*WHAT NEEDS TO BE DONE*. Look through the lines below and extract each one that contains "stripe".

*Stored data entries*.

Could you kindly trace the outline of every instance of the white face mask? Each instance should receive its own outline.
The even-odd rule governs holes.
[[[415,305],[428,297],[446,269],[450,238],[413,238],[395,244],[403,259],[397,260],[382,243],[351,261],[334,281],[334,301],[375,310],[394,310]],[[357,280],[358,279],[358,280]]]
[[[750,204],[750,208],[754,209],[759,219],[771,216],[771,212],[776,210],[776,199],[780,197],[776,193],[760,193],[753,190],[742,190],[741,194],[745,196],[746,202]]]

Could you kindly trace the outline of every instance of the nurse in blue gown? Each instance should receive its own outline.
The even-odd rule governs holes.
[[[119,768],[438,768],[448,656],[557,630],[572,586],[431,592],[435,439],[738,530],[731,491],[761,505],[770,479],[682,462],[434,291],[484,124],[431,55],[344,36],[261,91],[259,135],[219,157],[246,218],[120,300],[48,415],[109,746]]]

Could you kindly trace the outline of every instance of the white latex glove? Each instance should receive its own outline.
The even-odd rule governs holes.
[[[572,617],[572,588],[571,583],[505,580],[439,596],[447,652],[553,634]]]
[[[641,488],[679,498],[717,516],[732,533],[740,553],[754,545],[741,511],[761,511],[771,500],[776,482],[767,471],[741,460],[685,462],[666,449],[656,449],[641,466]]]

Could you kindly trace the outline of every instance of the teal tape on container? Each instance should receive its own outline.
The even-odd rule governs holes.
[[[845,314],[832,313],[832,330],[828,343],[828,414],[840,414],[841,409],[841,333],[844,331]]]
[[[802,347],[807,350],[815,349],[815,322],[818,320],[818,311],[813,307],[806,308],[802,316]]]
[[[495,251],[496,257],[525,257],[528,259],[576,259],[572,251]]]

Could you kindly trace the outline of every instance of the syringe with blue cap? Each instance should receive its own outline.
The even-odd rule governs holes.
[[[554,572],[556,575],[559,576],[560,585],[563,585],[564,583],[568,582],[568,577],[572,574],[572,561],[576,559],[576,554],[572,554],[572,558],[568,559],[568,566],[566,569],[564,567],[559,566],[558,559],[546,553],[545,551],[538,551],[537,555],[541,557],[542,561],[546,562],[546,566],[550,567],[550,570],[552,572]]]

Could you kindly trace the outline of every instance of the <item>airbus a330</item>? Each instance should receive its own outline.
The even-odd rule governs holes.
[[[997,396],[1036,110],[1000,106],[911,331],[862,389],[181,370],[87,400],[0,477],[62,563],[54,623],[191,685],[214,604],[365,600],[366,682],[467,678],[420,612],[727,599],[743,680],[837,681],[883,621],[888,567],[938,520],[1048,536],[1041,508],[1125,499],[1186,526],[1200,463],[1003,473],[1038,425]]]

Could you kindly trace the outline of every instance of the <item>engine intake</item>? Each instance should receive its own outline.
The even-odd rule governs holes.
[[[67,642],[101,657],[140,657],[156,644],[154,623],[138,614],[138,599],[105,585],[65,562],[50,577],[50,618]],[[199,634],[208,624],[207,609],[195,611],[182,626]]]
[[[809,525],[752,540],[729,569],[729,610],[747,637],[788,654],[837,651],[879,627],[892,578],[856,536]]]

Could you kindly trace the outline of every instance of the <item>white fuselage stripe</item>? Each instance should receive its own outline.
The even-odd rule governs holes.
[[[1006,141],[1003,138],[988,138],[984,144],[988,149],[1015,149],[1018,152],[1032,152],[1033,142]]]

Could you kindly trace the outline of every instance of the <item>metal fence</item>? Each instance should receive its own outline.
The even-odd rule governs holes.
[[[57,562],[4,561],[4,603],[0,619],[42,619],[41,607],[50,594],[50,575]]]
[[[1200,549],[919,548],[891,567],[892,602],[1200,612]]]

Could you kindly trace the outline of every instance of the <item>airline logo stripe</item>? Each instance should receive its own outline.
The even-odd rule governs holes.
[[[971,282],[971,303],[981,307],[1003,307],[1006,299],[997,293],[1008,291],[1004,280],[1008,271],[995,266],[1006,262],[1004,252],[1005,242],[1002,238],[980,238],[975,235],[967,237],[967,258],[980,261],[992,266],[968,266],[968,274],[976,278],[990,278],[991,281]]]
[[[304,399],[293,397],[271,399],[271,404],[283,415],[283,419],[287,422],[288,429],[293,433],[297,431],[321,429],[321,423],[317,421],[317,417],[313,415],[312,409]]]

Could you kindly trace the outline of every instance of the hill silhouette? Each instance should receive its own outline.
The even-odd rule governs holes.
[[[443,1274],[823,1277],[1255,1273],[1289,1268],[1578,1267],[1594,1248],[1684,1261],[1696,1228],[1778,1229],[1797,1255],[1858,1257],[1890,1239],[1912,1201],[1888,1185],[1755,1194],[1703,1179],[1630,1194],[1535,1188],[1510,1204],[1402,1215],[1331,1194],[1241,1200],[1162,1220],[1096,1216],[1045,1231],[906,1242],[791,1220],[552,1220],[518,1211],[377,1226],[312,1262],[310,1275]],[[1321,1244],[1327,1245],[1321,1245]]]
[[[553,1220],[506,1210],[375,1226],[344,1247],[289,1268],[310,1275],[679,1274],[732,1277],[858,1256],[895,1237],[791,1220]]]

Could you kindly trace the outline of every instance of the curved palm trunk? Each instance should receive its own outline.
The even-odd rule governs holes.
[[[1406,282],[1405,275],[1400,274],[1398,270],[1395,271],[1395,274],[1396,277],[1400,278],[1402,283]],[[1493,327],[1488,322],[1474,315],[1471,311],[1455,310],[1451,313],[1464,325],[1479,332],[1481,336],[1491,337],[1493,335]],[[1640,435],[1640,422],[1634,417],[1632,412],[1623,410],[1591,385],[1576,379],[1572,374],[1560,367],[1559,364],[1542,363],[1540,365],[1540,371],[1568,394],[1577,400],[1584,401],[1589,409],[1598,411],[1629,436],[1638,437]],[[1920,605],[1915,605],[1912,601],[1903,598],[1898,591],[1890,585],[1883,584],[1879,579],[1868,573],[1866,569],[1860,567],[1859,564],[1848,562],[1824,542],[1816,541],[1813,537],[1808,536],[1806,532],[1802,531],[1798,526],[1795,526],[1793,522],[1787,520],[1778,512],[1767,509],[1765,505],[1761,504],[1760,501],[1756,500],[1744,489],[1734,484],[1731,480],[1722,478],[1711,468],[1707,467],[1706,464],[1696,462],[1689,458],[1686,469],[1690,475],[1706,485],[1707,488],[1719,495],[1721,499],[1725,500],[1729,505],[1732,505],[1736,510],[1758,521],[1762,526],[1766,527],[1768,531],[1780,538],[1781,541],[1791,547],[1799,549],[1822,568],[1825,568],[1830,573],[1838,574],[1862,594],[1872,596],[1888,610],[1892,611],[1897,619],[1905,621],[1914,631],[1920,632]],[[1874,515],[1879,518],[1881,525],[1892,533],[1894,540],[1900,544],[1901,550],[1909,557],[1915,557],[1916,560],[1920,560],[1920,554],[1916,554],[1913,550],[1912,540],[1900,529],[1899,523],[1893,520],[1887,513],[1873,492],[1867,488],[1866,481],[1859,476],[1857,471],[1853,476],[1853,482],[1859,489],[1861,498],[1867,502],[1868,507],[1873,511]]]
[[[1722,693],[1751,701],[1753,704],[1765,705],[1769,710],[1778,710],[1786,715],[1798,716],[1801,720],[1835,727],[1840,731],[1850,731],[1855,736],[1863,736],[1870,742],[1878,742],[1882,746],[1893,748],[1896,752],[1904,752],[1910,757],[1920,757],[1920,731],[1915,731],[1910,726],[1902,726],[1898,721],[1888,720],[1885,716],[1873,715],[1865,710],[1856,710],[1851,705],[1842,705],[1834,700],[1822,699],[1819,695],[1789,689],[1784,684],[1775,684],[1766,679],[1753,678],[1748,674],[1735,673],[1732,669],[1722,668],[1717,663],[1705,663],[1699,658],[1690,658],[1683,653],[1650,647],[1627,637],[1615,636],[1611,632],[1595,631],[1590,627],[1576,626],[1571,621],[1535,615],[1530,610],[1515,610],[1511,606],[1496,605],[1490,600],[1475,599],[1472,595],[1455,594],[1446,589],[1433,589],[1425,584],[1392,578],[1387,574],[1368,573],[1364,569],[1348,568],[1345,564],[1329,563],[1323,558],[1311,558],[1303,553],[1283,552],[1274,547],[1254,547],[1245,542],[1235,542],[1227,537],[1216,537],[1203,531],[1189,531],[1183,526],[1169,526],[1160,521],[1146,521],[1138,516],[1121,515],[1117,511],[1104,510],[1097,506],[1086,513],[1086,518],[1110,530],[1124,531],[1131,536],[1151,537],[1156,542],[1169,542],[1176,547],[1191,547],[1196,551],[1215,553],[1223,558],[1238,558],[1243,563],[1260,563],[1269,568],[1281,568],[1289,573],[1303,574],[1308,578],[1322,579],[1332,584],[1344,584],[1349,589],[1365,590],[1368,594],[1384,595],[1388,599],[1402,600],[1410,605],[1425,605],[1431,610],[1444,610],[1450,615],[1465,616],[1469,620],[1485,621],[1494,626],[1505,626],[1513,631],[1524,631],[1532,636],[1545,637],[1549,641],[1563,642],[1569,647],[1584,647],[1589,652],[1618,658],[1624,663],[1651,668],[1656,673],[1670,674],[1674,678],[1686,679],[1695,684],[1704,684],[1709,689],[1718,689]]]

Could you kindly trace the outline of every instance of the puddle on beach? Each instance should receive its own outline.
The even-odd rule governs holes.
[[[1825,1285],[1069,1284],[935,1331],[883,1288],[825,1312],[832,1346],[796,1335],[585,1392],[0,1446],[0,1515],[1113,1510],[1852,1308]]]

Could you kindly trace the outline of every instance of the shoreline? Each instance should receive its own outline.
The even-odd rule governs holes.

*ANSWER FOR THE TASK*.
Could you kindly trace the outline of every instance of the <item>white fuselage stripe</item>? Each instance should receive its own outline.
Could you kindly trace the outline of every instance of the <item>airline logo stripe</item>? Each instance should receive its own outline.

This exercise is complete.